Goal of the exercise: Return every line of the entries that includes the word "shorts".

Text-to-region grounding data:
__________________________________________________
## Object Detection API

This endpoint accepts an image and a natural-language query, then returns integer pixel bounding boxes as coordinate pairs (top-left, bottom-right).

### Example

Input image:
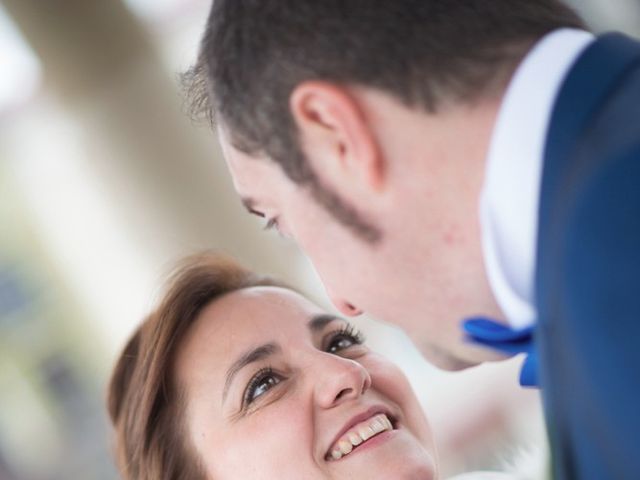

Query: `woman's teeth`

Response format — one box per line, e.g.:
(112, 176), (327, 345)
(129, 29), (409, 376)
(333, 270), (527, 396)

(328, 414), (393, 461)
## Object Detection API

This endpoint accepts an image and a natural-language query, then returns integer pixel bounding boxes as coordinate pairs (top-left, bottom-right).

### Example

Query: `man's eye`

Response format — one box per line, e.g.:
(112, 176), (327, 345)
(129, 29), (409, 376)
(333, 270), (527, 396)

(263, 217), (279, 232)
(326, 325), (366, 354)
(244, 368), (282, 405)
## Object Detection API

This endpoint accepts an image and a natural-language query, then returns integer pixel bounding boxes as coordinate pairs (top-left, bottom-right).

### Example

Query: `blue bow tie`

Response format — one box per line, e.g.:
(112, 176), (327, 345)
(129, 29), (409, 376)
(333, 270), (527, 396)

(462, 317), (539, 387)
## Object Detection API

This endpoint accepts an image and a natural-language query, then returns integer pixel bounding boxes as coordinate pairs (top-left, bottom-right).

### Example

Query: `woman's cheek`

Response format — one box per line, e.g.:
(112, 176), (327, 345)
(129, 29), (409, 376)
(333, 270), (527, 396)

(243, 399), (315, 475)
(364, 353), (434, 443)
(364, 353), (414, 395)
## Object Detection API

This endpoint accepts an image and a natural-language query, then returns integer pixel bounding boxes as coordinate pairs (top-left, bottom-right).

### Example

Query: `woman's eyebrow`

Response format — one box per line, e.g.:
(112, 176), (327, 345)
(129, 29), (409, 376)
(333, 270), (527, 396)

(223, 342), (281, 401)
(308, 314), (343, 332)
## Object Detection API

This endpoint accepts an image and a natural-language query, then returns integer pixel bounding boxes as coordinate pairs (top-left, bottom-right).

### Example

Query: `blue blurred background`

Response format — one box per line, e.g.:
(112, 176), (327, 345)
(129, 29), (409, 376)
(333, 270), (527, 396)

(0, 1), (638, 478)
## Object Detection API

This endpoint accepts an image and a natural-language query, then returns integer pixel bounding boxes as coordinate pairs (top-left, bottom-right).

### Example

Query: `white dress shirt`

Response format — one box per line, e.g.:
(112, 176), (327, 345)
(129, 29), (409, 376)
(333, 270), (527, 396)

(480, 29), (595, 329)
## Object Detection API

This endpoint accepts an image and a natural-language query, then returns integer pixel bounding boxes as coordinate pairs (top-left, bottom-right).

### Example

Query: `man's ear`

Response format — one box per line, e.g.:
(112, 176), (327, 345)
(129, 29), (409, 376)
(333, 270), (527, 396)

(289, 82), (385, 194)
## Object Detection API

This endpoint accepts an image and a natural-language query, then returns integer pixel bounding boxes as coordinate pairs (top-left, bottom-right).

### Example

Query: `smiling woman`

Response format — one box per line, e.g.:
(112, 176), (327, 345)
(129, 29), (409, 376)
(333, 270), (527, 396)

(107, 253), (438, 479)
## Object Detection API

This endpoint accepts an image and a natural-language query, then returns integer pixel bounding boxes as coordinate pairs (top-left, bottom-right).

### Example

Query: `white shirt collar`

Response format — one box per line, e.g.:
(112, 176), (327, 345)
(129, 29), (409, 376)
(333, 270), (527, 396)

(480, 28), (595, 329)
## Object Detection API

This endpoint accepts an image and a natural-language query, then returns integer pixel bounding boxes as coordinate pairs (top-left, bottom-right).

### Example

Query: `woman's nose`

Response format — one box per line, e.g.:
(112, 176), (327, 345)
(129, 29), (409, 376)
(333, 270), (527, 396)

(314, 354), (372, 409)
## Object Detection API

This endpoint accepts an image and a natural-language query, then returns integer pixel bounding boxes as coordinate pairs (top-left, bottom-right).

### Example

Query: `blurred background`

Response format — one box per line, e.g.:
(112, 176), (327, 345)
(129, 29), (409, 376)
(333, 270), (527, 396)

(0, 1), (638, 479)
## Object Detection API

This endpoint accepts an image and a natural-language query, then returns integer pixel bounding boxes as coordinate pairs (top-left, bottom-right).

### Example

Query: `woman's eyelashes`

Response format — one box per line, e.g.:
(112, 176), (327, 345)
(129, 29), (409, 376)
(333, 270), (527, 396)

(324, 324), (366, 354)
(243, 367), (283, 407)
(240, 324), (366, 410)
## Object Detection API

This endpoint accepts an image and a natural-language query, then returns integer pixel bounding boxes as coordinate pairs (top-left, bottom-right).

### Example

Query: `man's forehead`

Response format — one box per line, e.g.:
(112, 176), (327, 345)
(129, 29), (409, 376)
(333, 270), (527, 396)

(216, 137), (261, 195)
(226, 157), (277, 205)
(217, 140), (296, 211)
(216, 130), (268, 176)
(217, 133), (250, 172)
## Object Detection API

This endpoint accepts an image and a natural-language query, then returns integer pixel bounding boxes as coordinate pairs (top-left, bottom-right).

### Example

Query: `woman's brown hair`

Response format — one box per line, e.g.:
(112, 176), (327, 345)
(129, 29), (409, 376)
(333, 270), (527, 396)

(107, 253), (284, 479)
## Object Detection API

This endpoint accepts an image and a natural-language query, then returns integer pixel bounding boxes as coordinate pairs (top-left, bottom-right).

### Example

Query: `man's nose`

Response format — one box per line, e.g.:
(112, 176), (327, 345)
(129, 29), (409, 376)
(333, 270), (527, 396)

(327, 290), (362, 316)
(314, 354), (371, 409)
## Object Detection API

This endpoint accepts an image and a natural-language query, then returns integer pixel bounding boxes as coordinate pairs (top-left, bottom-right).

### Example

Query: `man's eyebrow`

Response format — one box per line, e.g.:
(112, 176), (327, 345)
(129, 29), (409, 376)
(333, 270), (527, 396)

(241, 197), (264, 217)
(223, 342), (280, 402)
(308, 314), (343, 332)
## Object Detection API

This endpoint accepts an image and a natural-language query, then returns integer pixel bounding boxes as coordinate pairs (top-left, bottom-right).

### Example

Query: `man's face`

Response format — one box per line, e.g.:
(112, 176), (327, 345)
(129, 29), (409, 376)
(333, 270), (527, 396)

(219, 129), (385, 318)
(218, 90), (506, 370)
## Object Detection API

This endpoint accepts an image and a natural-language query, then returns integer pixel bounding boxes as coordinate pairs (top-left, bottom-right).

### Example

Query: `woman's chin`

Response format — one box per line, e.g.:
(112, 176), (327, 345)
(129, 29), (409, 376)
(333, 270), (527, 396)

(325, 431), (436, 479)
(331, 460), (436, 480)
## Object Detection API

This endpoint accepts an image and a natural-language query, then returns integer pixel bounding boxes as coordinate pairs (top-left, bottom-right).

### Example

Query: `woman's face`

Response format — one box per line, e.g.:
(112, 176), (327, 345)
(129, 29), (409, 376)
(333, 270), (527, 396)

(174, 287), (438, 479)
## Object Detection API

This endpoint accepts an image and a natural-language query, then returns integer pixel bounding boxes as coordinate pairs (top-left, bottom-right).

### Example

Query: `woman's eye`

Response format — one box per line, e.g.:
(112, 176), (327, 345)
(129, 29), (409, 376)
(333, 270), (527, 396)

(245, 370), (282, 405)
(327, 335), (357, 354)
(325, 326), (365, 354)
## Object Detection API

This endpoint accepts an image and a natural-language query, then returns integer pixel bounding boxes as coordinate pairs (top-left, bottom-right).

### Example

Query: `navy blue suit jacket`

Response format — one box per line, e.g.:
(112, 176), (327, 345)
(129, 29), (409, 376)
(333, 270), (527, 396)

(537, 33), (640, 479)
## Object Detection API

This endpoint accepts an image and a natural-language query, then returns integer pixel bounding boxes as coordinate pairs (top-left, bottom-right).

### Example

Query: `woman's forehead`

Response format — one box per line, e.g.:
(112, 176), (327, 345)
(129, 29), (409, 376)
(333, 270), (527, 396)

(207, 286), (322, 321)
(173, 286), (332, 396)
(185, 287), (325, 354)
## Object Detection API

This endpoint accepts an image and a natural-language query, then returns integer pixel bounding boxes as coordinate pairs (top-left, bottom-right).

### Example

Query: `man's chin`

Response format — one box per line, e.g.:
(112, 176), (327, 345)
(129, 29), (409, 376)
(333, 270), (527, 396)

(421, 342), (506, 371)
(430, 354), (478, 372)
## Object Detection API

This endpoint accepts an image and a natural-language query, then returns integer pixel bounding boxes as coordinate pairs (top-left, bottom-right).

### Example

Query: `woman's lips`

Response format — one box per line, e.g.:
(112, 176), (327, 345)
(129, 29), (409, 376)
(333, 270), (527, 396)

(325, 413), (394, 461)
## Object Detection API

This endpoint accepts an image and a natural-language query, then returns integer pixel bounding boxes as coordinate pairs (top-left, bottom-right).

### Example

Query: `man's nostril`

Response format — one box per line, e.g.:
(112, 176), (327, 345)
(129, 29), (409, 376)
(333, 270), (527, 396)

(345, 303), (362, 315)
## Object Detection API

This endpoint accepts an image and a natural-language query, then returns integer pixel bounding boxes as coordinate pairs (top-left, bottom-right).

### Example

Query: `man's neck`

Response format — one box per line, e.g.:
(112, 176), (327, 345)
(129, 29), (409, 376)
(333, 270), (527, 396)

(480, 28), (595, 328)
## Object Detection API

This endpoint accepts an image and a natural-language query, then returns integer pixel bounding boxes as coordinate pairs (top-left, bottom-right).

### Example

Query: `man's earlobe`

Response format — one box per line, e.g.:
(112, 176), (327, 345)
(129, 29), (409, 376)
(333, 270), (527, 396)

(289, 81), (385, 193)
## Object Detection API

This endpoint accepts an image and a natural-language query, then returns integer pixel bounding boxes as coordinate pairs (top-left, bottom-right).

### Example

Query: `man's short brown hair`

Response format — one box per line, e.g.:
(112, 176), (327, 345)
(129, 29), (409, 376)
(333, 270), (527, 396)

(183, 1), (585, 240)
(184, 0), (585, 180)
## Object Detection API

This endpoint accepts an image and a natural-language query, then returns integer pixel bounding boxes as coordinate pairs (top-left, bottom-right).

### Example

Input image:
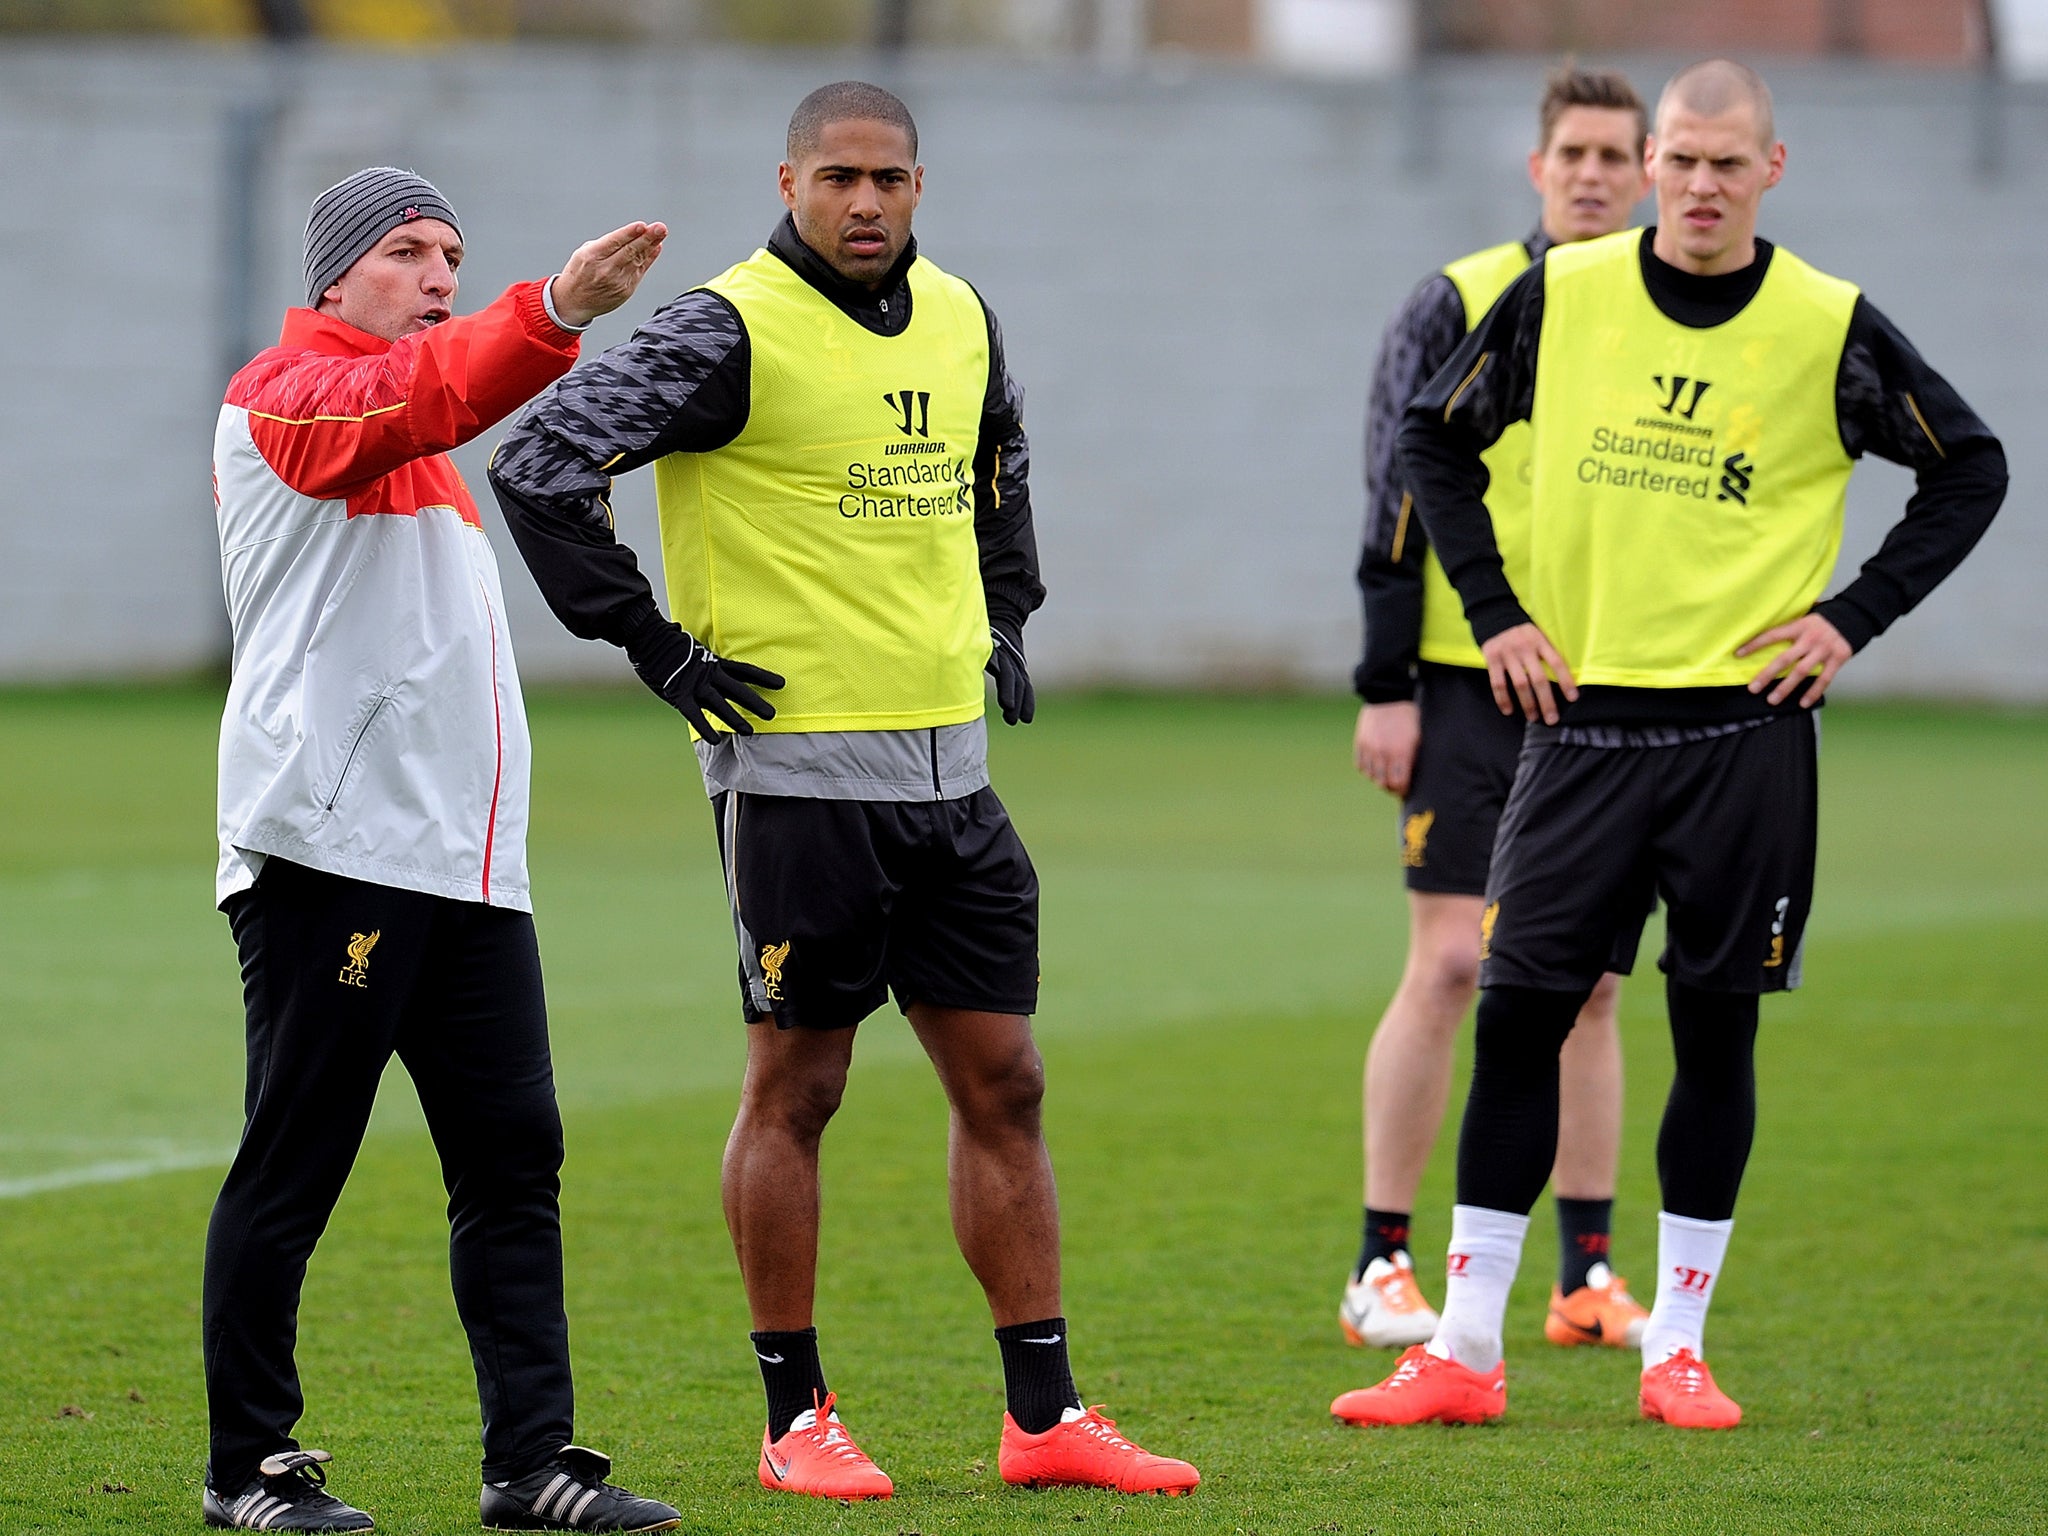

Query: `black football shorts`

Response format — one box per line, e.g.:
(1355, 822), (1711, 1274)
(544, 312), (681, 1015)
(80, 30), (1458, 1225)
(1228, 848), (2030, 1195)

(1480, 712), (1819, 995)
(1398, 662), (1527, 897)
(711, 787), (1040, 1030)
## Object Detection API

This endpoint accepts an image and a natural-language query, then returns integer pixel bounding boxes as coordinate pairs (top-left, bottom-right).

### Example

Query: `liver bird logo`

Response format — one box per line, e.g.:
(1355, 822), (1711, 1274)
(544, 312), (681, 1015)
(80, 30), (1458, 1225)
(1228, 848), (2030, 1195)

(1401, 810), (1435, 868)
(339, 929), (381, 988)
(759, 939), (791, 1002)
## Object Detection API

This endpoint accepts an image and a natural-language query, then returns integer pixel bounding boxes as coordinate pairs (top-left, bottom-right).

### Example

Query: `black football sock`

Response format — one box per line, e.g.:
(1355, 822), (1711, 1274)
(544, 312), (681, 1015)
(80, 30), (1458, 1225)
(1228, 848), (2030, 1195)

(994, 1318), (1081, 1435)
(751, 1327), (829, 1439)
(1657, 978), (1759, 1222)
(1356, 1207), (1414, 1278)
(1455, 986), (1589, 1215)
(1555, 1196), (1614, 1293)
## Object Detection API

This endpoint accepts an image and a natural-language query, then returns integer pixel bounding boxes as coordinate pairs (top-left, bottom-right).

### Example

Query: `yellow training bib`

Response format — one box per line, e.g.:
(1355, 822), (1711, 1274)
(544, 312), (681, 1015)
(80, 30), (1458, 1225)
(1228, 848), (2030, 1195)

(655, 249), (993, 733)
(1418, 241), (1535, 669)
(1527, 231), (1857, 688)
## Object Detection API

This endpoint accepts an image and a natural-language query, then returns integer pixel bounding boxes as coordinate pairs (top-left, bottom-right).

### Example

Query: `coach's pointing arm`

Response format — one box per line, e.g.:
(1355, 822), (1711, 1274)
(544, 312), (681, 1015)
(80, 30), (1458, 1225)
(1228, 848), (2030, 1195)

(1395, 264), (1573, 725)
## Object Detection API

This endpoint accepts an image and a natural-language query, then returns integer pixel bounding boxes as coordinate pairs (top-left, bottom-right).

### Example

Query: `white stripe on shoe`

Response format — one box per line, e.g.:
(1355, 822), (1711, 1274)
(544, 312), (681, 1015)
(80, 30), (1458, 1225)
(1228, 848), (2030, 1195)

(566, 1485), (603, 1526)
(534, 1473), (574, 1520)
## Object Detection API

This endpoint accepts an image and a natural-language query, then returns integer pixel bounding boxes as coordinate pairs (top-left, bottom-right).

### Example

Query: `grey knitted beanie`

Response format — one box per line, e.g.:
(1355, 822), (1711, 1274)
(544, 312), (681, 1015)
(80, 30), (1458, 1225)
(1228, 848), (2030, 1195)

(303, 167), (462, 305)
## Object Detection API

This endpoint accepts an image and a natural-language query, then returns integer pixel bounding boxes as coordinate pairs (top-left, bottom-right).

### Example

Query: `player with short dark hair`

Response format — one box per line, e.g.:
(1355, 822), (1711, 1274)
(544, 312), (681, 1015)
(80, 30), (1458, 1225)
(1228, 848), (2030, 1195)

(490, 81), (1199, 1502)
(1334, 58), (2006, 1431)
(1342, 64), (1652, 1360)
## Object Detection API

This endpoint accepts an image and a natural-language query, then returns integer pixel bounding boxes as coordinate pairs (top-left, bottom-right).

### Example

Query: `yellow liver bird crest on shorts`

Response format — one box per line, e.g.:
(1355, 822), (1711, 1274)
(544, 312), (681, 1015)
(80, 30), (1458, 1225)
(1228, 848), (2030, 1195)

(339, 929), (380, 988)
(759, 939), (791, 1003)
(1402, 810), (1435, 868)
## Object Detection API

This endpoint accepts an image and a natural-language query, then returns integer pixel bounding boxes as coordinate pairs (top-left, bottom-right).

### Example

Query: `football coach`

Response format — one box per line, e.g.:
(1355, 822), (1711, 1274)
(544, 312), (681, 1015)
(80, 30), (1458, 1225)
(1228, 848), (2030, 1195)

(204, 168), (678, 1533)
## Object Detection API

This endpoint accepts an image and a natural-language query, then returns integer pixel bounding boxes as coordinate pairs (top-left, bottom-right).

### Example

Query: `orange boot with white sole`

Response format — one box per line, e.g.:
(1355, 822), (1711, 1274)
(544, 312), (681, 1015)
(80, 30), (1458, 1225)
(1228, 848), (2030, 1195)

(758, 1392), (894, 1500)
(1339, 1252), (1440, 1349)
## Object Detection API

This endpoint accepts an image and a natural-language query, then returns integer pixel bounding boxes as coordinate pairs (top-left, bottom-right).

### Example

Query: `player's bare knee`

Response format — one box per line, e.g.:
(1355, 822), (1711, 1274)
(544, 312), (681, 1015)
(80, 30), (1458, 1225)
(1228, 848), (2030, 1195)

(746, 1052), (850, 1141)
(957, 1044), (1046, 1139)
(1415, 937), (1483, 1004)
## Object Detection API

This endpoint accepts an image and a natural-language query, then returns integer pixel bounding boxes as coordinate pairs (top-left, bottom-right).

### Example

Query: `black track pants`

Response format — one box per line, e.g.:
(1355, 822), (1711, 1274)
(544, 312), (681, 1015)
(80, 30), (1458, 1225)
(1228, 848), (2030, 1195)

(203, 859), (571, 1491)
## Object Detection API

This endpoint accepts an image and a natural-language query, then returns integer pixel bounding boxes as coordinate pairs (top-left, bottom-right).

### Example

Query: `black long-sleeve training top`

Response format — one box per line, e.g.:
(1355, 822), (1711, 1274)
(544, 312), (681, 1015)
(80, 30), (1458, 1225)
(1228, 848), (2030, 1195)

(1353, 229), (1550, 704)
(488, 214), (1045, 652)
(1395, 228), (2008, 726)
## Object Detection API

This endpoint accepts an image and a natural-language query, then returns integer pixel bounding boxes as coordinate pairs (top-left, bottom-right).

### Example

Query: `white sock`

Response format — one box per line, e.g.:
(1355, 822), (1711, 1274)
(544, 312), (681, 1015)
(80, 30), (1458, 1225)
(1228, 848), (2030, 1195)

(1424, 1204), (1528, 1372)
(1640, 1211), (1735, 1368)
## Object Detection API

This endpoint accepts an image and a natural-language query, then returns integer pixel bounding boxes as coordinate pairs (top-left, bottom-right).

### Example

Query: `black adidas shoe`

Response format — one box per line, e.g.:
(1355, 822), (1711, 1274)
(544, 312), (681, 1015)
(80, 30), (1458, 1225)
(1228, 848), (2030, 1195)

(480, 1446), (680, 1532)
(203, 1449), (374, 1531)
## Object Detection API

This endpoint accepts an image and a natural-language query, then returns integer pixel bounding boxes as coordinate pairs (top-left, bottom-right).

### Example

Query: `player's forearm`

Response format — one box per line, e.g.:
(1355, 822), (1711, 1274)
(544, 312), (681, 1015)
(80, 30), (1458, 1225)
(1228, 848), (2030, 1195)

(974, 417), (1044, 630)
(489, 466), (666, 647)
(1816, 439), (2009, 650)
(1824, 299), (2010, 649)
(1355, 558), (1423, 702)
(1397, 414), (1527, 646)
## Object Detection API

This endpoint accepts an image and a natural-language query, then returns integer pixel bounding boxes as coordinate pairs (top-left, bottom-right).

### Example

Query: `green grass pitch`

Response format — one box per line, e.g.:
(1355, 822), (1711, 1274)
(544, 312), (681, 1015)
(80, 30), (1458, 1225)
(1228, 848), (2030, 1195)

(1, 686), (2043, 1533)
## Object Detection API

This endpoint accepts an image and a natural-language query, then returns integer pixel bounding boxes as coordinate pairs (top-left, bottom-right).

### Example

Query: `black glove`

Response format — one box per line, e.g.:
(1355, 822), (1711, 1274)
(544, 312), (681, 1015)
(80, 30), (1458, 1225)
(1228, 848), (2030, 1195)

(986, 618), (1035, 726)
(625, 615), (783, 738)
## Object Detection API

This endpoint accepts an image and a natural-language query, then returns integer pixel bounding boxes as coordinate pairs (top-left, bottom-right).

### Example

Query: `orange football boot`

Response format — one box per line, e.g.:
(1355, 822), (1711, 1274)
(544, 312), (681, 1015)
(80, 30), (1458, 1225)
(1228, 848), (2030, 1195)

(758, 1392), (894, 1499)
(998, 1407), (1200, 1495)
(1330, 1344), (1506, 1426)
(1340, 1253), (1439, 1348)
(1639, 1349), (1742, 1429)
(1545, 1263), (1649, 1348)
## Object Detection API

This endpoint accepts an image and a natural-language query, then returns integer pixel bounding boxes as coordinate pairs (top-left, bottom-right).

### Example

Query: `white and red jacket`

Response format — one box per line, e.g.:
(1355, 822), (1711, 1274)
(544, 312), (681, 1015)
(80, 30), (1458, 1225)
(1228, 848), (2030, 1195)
__________________________________________________
Task output:
Query: `black football shorts`
Query: `yellow liver bird crest on shorts`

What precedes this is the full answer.